▶ [Document segment]
Virgin Records co-founder and childhood friend of Richard Branson, Nik Powell has died in Oxford from cancer at the age of 69.
Powell had been receiving treatment for cancer and passed away on Thursday, 7 November, surrounded by his family.
Along with Simon Draper and Tom Newman, Powell was one of the key figures during the birth of Virgin Records and Virgin Music Publishing, when the label launched in 1973 with their first signee, Mike Oldfield.
“I met Nik in June 1969 when I applied for a job at Virgin,” Steve Lewis, former deputy MD at Virgin, told Music Week.
“We remained friends for the rest of his life. Nik was then Richard Branson’s partner in their only business-mail order record retailing. Nik co-owned the Virgin label and publishing company, where he introduced discipline and accountability. But his main focus was the Virgin stores and he changed the retail record industry radically and for the better.
“Nik went on to have a stellar career as a film producer, ran the National Film and Television school from 2003 to 2017 and became vice president of the Epilepsy Society. Nik was smart, caring and compassionate. He will be remembered for his massive contributions to both the film and music industries and to the well-being of epilepsy sufferers.”
The Virgin business initially started by selling discount record imports by mail order but following the postal strike in the UK in 1971, Branson and Powell realised they would need a physical store in order for the company to survive.
— David Hepworth (@davidhepworth) November 8, 2019
In the 2013 Virgin documentary, Powell said: “Richard said we had to find a shop within a week, and we did. We found a shoe shop in Oxford Street, which is a fantastic location, but everybody had to go through this shoe shop up to our store. We made it really different from anything else that had existed. We had waterbeds, but people used to put their cigarettes out on them. We had headphones – in the old days you had to listen to music in a booth. We had discounts, we had bootlegs – we were the only people selling Led Zeppelin Live At Bath. We had queues on the first day down Oxford Street and a fabulously painted building. It really rescued us.”

▶ [Task statement] Pick up the article on Nik Powell's death where it stops and continue it.

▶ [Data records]

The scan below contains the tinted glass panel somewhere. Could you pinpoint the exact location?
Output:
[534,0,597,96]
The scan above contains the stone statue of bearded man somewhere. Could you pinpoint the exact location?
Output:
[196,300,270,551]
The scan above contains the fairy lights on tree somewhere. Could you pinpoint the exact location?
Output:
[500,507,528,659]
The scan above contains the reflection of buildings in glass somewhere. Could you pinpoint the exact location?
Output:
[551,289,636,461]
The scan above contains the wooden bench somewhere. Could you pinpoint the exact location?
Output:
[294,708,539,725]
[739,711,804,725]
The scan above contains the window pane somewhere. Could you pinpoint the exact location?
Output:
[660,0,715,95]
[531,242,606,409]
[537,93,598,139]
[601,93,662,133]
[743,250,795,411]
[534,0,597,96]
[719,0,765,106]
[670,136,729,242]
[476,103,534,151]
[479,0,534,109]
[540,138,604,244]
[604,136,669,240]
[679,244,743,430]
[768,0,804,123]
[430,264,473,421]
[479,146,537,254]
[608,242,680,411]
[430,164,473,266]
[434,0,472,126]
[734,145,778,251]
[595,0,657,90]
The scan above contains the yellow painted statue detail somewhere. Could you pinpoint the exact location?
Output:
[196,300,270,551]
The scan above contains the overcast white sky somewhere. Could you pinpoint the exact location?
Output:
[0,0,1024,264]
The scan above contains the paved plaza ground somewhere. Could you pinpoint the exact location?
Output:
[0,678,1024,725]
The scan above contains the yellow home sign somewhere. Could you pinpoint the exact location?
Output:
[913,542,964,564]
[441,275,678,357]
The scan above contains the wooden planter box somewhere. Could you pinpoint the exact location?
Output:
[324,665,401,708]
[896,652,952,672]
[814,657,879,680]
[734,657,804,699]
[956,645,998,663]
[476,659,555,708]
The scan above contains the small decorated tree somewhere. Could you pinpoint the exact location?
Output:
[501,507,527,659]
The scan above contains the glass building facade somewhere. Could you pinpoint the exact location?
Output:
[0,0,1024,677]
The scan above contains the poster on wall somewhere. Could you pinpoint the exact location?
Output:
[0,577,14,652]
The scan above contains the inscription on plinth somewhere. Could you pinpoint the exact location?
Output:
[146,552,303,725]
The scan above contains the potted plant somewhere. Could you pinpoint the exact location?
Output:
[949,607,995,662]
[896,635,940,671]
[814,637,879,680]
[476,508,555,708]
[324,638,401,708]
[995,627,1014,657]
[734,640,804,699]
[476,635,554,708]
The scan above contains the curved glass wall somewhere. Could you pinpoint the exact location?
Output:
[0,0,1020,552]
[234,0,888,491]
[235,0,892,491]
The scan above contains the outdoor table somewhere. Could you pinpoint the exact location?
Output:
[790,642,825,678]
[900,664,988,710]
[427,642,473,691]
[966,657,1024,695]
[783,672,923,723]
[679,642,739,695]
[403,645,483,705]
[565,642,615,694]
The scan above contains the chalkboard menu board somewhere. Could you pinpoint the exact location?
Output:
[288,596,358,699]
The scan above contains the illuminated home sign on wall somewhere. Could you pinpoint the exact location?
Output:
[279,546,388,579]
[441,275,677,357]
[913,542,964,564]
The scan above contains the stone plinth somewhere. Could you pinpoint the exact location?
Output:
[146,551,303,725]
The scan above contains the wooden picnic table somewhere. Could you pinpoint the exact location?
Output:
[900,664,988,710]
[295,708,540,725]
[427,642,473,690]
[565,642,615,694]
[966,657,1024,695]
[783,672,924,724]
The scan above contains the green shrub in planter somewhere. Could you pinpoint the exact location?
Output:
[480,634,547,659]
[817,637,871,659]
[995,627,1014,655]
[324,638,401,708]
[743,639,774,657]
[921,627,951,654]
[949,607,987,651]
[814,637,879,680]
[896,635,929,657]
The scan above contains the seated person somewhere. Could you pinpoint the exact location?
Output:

▶ [Your response]
Powell ran the Virgin head office with Ken Berry and oversaw one of the company’s biggest signings, the Sex Pistols, following their unceremonious ousting from EMI due to their wild antics.
Following his time with Virgin, Powell shifted his attention to the film business. Along with Stephen Woolley, he launched the UK label Palace Pictures in 1982, and was a producer on three films from writer-director Neil Jordan including The Company of Wolves (1984), Mona Lisa (1986) and The Crying Game (1992), for which Jordan won the original screenplay Oscar.
Powell also served as chairman of the European Film Academy from 1996-2003 and then was vice chairman.
“It’s strange to think the long-haired hippy in the ad now runs the best film school in the world, the National Film and Television School,” said Branson in a 2014 interview.
Following the news of Powell’s passing, other colleagues shared their fond memories of the influential founder, executive and creative.
“Nik leaves an unrivalled legacy, and no one has done more than him to set the bar high. We will continue to strive for the future success of the school in his honour,” said NFTS director Jon Wardle in a statement.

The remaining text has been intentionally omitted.